**Work required:**
Report every line below that contains the string "grass", copying each one in full. Case counts.

**Dataset records:**
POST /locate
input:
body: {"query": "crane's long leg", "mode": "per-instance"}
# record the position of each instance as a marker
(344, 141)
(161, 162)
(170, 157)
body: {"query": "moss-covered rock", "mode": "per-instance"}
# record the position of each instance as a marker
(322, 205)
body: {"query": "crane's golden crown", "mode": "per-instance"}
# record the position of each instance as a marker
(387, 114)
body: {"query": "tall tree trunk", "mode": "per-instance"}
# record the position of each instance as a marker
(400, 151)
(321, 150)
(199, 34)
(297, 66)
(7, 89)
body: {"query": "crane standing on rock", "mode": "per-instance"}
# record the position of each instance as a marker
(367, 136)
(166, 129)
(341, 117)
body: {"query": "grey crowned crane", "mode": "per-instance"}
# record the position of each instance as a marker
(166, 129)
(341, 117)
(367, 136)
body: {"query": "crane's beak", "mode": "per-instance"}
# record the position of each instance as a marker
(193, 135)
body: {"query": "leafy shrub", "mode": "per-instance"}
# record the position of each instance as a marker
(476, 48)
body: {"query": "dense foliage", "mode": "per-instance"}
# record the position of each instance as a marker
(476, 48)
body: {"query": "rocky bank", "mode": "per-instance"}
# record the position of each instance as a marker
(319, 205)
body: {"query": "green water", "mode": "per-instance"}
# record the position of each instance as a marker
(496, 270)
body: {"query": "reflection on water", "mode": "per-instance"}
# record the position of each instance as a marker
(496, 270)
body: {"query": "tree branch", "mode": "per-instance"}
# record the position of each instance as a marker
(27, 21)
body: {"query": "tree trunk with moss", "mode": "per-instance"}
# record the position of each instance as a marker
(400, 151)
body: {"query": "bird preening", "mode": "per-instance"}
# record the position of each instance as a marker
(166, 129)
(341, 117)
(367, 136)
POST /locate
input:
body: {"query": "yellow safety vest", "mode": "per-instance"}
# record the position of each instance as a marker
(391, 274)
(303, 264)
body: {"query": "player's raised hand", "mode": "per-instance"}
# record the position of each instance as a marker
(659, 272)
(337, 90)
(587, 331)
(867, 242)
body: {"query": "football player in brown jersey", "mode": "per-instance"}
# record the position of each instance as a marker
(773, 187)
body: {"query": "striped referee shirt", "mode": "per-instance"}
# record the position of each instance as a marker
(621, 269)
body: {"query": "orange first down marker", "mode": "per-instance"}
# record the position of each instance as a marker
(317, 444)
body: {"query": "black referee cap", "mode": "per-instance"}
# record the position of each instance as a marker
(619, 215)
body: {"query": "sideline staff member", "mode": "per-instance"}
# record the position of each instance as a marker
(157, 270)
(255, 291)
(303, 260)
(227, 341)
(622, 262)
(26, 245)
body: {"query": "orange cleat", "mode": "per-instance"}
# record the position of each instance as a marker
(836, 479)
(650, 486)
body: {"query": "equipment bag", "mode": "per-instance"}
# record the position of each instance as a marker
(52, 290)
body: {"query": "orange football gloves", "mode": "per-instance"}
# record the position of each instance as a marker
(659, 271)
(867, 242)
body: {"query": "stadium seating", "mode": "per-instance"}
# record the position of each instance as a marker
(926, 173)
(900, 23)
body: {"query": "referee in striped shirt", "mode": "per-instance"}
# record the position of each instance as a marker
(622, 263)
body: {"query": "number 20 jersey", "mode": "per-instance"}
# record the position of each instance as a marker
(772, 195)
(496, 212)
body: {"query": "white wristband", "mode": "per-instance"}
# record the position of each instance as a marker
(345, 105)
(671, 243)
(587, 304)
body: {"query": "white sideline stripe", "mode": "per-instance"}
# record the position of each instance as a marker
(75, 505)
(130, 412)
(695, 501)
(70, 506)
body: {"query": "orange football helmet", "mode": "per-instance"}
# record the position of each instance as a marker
...
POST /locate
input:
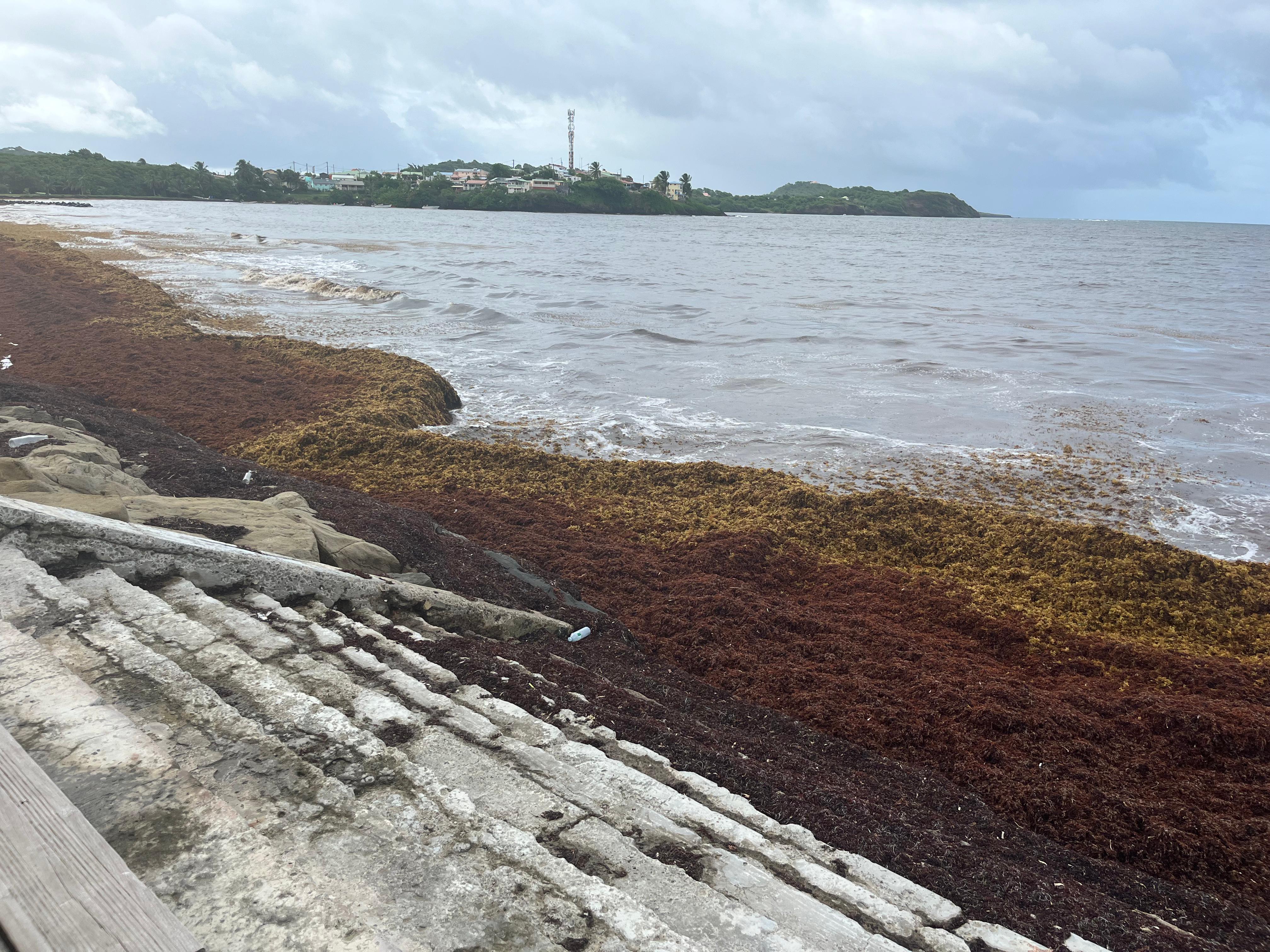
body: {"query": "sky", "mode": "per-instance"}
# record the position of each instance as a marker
...
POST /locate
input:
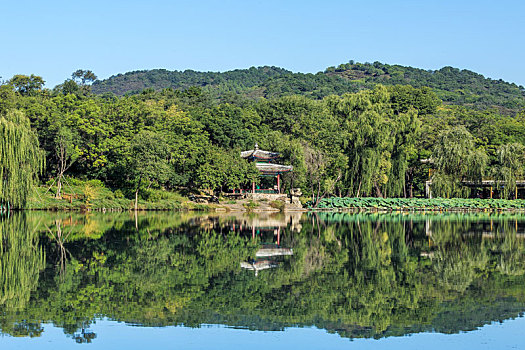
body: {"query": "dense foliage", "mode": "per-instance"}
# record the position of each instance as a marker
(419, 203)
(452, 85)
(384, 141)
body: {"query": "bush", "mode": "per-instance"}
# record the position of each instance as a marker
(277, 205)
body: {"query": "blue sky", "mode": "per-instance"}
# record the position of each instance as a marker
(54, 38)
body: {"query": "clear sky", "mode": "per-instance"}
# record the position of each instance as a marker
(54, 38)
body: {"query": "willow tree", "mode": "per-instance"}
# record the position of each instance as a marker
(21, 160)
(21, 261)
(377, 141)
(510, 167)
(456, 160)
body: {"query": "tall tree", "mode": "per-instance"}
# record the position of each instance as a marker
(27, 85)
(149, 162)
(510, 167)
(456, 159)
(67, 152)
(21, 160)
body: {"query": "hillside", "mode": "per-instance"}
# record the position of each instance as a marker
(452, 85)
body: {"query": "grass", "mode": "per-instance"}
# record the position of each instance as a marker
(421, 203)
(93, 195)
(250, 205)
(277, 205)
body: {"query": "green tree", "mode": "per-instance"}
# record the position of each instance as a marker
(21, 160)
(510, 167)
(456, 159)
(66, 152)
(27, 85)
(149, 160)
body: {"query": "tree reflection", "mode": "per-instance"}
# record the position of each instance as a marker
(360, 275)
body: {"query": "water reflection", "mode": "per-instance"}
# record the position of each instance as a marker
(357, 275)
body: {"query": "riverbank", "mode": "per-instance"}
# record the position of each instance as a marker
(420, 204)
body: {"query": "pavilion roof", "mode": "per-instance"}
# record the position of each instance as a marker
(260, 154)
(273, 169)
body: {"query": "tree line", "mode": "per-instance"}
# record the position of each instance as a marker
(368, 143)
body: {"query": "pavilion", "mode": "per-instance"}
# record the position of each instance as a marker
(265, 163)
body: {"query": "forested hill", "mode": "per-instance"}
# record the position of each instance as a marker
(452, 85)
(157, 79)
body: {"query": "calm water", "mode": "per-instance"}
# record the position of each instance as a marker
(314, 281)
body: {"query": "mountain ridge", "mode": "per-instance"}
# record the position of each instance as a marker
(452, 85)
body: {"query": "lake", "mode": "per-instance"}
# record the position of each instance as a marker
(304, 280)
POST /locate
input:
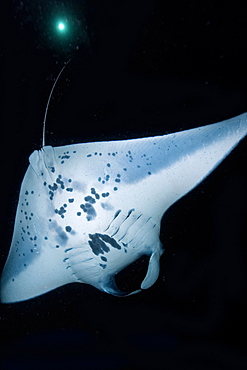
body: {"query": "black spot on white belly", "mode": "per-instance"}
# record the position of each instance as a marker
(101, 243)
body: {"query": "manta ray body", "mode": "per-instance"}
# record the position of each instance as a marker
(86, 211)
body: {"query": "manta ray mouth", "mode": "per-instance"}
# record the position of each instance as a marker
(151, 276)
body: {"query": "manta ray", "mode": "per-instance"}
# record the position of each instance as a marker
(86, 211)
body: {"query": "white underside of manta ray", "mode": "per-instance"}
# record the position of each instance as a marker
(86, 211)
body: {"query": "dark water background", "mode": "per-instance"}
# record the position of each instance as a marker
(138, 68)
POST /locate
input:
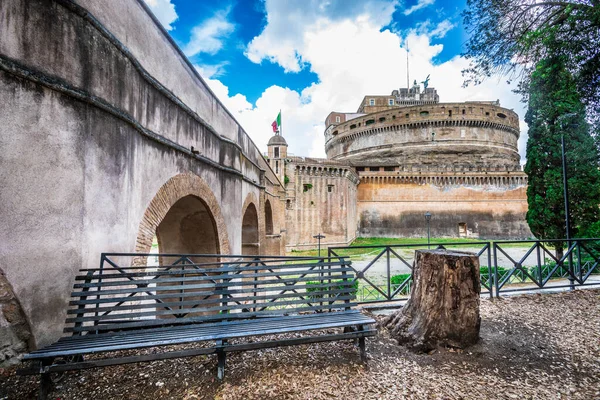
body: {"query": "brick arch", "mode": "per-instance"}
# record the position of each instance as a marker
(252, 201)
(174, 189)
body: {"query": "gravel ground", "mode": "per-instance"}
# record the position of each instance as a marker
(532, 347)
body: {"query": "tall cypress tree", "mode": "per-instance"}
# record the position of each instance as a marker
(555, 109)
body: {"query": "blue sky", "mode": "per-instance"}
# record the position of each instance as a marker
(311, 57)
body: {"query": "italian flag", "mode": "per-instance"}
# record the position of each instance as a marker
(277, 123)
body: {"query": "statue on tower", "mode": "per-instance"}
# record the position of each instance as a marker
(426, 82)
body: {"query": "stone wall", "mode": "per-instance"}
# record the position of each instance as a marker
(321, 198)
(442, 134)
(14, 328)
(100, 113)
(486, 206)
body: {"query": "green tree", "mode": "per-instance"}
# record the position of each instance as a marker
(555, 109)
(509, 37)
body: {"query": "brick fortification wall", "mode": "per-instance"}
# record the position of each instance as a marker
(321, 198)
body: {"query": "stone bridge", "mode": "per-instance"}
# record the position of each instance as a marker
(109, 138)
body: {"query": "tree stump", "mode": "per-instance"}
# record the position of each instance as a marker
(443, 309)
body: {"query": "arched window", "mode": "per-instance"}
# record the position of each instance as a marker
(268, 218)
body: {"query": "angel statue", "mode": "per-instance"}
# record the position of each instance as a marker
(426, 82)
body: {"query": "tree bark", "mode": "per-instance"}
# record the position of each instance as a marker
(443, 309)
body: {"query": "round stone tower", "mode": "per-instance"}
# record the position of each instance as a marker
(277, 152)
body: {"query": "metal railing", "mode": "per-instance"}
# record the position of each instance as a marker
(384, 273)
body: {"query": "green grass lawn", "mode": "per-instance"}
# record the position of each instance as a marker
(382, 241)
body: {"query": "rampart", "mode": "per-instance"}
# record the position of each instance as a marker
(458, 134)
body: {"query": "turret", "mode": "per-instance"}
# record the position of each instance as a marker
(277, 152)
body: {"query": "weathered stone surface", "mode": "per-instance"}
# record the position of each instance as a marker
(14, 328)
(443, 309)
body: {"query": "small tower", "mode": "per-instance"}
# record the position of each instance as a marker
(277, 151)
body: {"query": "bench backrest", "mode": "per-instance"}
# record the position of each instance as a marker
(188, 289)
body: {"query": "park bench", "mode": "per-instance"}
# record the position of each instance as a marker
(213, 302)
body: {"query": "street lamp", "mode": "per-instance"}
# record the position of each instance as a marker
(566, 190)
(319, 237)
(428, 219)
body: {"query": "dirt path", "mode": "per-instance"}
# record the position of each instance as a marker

**Expected answer:**
body: {"query": "grass", "mode": "per-instance"}
body: {"query": "green grass lawn", "mode": "per-instance"}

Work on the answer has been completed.